[Task goal] Could you rewrite every line of the entries below, requests included, with each x and y coordinate in the answers scaled by 0.5? Round the scaled coordinates to whole numbers, with halves rounded up.

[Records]

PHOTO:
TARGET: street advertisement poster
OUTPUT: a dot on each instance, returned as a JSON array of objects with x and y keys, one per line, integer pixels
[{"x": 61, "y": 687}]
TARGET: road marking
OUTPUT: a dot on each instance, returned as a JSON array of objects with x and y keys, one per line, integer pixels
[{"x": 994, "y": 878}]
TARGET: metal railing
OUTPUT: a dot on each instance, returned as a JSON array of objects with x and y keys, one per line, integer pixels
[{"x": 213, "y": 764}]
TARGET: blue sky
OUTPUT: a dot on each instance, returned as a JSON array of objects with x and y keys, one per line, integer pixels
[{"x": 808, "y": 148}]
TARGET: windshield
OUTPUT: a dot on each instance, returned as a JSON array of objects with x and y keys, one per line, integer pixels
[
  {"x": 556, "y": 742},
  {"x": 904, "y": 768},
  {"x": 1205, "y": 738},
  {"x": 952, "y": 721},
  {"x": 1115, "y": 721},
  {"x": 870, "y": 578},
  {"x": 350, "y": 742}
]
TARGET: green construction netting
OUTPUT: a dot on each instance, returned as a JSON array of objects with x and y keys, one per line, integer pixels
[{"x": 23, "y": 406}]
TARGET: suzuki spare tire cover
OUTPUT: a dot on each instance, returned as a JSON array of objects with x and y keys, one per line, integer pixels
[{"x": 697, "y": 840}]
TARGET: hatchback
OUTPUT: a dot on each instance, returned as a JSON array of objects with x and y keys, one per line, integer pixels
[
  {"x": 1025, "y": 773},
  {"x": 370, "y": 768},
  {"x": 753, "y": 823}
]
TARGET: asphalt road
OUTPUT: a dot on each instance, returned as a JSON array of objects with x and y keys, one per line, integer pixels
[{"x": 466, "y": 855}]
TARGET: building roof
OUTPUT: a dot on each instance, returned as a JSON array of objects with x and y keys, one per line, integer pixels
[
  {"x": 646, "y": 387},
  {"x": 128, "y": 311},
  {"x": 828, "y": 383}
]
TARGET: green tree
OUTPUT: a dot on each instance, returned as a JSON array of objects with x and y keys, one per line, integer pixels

[Reply to the task]
PHOTO:
TARGET: street advertisement poster
OUTPUT: a dot on each instance, returned as a JSON array of objects with x and y keys, one per line, integer pixels
[{"x": 31, "y": 344}]
TARGET: road marking
OUTPUT: a dot on each instance, returned as a JSON array of objects with x and y keys, one per line, integer pixels
[{"x": 497, "y": 439}]
TARGET: metal railing
OUTPUT: a dot on each instance, returned as a JSON array of objects with x and y keys, one per line, integer pixels
[{"x": 107, "y": 382}]
TARGET: blue sky
OUTPUT: a dot on each instance, returned as a JSON array of objects with x and y keys, one per line, integer pixels
[{"x": 404, "y": 74}]
TARGET: windshield
OUTPUT: a dot on each instance, returned as a JSON array of objects with x and y keys, one per line, integer pixels
[
  {"x": 278, "y": 371},
  {"x": 452, "y": 384},
  {"x": 603, "y": 369},
  {"x": 476, "y": 361},
  {"x": 558, "y": 361},
  {"x": 435, "y": 289},
  {"x": 175, "y": 371}
]
TARGET: green construction netting
OUTPUT: a dot on each instance, returned as a JSON array of objects with x and y keys, one per line, integer pixels
[{"x": 12, "y": 203}]
TARGET: suzuki spare tire cover
OUTPUT: a dot on each instance, returned as a JSON array of objects with x and y keys, one per line, integer pixels
[{"x": 349, "y": 420}]
TARGET: hatchback
OUTPUT: a dot on each instance, returned as a JSON array of objects with x and y keys, one per line, integer pixels
[
  {"x": 513, "y": 387},
  {"x": 185, "y": 384},
  {"x": 377, "y": 412}
]
TARGET: asphalt road
OUTPUT: a dot on each instance, returned as a JSON array of objects with x and y keys, one per line, integer pixels
[{"x": 233, "y": 428}]
TARGET: building roof
OUTPUT: a dot on each instance, returned as a JSON array of objects with x and y keys, one per line, integer pixels
[
  {"x": 323, "y": 194},
  {"x": 64, "y": 156},
  {"x": 414, "y": 192}
]
TARGET: green tree
OUTPUT: a dot on each instance, returned as a JSON array of objects with x and y keys, one per line, integer pixels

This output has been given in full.